#### Supplied entries
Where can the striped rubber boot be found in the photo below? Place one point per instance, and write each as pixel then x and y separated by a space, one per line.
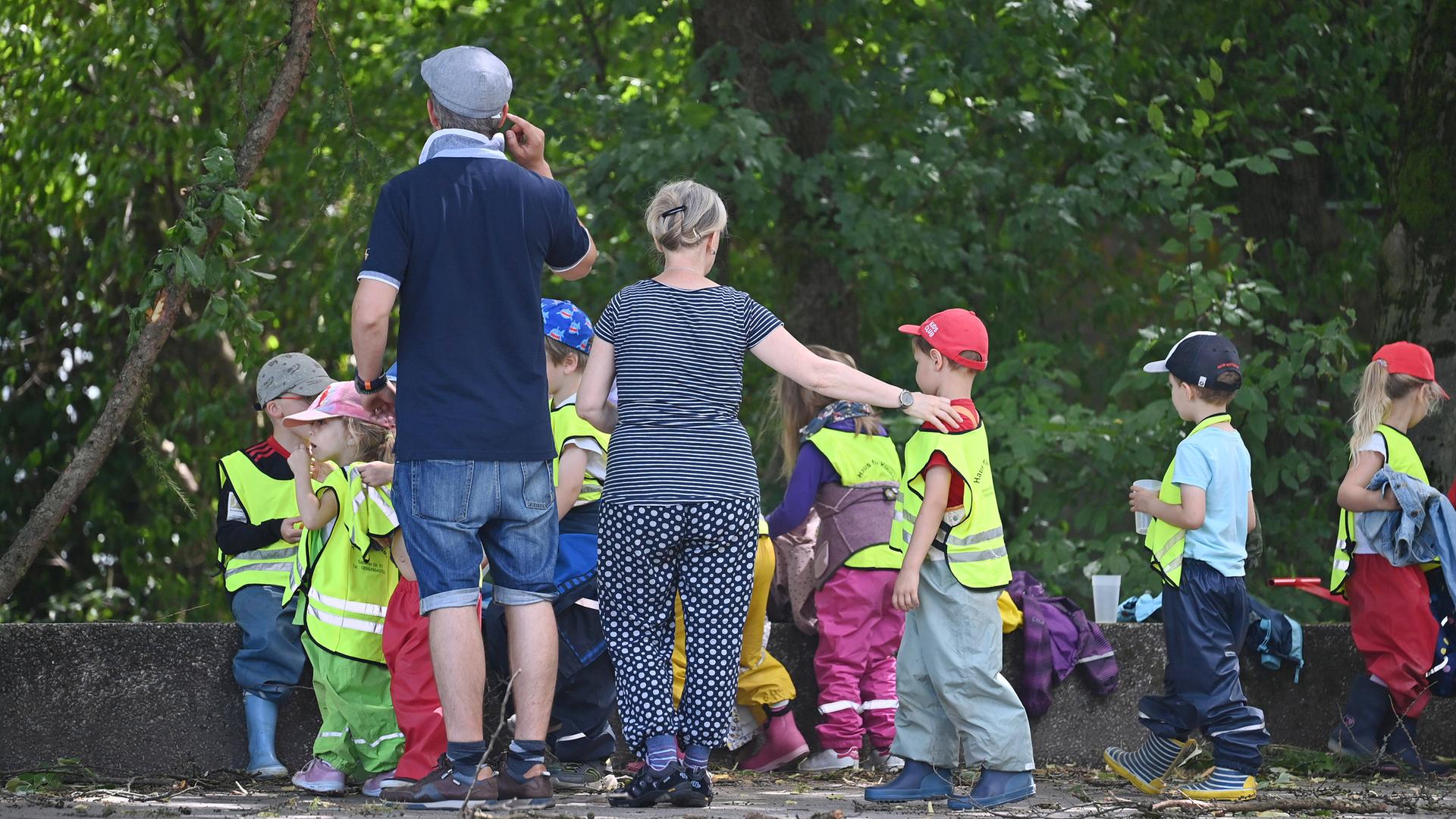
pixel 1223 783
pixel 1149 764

==

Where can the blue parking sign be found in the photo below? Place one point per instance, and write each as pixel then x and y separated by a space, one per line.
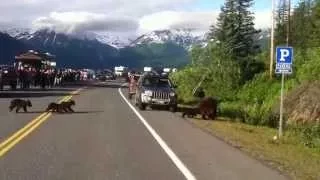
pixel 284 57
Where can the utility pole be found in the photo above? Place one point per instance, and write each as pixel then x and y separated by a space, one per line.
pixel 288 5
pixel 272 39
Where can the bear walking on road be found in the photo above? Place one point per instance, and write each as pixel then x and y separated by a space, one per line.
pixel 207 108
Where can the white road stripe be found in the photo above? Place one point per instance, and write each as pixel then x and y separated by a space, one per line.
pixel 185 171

#### Goal of the exercise
Rewrite the entries from the line containing "Where can the bear" down to the line containing "pixel 185 171", changing "white road stripe" to "yellow lane marking" and leaving everything else unchanged.

#### Answer to this problem
Where can the bear walking on road be found in the photo above? Place one point per instance, and write each as pixel then x and y separated by a space, one per line.
pixel 207 108
Where can the yellow lane marking be found in the photo above? Place one point per instance, and write each as pixel then x and y separated by a space, one per line.
pixel 185 171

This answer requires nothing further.